■ **What you need to do**
In your reply, restate all of the records below word for word.

Data items
BEGIN
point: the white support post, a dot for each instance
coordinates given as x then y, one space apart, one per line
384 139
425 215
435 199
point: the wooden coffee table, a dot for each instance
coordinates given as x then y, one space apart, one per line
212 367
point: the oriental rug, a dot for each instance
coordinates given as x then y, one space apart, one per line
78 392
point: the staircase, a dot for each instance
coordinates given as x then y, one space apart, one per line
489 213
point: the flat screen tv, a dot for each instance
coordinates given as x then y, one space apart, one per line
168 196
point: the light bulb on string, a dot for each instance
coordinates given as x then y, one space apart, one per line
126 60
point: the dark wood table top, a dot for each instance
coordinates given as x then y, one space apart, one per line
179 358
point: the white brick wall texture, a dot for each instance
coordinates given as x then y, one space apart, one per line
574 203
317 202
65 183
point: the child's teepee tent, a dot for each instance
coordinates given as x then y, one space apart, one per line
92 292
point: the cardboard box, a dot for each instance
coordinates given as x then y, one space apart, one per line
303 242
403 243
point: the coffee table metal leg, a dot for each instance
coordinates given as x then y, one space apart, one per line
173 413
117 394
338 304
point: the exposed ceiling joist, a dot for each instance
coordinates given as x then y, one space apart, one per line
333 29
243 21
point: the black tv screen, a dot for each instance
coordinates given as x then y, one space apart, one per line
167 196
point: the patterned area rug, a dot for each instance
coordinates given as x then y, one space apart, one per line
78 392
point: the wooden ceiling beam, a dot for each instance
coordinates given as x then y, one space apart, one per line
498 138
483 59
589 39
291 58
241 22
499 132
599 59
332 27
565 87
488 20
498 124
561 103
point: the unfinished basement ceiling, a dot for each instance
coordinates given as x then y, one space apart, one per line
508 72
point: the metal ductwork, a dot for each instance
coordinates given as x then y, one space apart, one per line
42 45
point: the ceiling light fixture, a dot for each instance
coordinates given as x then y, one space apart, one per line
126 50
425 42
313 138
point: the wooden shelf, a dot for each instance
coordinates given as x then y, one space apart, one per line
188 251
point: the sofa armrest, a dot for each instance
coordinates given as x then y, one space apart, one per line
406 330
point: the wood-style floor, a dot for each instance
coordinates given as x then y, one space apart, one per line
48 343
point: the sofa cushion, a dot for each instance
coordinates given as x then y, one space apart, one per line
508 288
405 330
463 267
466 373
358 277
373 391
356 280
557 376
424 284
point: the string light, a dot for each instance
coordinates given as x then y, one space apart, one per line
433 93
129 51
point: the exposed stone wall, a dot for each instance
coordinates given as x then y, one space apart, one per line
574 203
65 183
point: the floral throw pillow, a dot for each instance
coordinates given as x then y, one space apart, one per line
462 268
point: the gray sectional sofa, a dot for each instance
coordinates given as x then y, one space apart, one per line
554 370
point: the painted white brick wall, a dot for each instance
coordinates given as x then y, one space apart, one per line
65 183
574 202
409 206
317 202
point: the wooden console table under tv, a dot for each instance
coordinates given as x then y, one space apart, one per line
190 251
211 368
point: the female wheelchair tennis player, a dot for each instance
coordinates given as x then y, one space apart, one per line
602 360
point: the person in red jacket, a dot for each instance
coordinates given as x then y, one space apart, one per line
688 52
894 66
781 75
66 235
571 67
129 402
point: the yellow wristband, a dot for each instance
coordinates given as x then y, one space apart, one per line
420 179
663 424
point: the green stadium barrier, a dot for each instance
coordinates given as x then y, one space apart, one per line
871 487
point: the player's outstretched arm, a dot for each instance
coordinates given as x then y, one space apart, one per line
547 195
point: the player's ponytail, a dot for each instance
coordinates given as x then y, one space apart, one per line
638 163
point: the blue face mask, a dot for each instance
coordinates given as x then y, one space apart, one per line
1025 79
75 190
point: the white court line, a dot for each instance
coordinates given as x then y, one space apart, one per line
END
■ **Written solution**
point: the white support post, a dot for each instance
coordinates given as x then y, one space apart, one per line
384 139
425 215
435 199
point: the wooden coffee table, a dot for each instance
coordinates given as x then y, one space apart, one per line
212 367
point: the oriental rug, a dot for each instance
coordinates given as x then y, one space apart, one per line
78 392
point: the staircase, a dot for each instance
coordinates given as x then y, one space apart, one per line
489 213
point: the flat screen tv, a dot for each instance
coordinates given as x then y, one space apart, one per line
168 196
point: the light bulb on string, a dot for each instance
coordinates given as x then y, one space apart, one per line
126 60
point: the dark wood table top, a dot for each instance
coordinates given as x then y, one space apart, one per line
179 358
point: the white brick wall texture, a dot for each instance
coordinates given as x then y, one space apart, one per line
574 203
317 202
65 183
point: the child's teepee tent, a dot for each instance
coordinates given as x then y, one space apart, one per line
92 292
point: the cardboard box, a dot for each instance
coordinates given as x then y, one space apart, one per line
303 242
403 243
point: the coffee table metal leg, a dot for each instance
coordinates given as x then y, one space apart, one per line
173 413
117 394
338 304
point: the exposed ceiling joist, a dot for each instance
coordinates given as x then y, one space apart, one per line
333 29
243 21
point: the black tv screen, a dot for each instance
coordinates given as x then y, one space apart, one per line
167 196
point: the patterned area rug, a dot for each instance
coordinates given as x then y, one space apart, one per line
78 392
point: the wooden ceiling beam, a dot for each instance
coordinates given as x then y, one space apart, one per line
498 138
483 59
589 39
291 58
241 22
499 132
599 59
332 27
565 87
488 20
498 124
561 103
point: the unfinished basement ceiling, a dot for each instance
coordinates given as x then y, one space apart, one per line
508 72
point: the metal ductwork, a dot for each instance
coordinates given as x then y, one space apart, one per line
42 45
point: the ceiling light fixture, a dot for each instance
coordinates given as x then y, one space apart, one per line
126 50
425 42
313 138
point: the wooden shelf, a dot for each instance
coordinates given as x then y, one space apart, one per line
188 251
point: the sofa armrest, a dot for each instance
coordinates given as x then y, one space apart, one per line
406 330
point: the wood-style floor, a dot for each instance
coordinates given as x then y, one space apart, one per line
48 343
point: the sofa cushion, a dot for each instance
coordinates given as x then y, one space apart, one per line
508 288
405 330
463 267
466 373
358 277
373 391
356 280
557 376
424 284
point: the string light, a dot for each instance
coordinates given as x then y, one space apart, one per line
433 93
129 51
point: the exposed stone wall, a dot for each instance
coordinates given as x then y, one space apart, one per line
574 203
65 183
point: the floral throw pillow, a dot for each instance
coordinates given as x then y, one space apart, one per line
462 268
point: the gray sectional sofa, a dot for each instance
coordinates given as x then y, one space apart, one per line
554 370
point: the painted white brick wall, a dot for each instance
coordinates given as x then y, one space apart, one per line
65 183
574 202
409 206
317 202
point: the wooden console table under tv, a dot for each instance
coordinates given as x then y, one space apart, one per line
190 251
211 368
point: the female wheelchair tennis player, a dot for each instance
coordinates given as x then y, one space apart, one per line
602 360
point: the person in red jacket, a dot for each instance
coordinates given as x then y, one space apart, one per line
688 52
894 66
781 75
66 235
571 67
129 402
point: the yellow wristband, a dot for each instance
coordinates given as x then y, one space apart, one per line
420 179
663 424
point: the green stadium barrier, a dot for each instance
coordinates given as x then y, one space apart, one per line
871 487
point: the player's outstretched arm, a dot for each instance
coordinates given as x then y, one space apart, one per line
547 195
point: the player's ponytail, a dot for each instance
coordinates given as x then y, one space apart, one per line
638 163
point: the blue face mask, a dot for each instance
coordinates given as x then y, one space apart, one per line
1025 79
75 190
point: the white court line, a dot for each instance
coordinates given as x then y, one space apart, one per line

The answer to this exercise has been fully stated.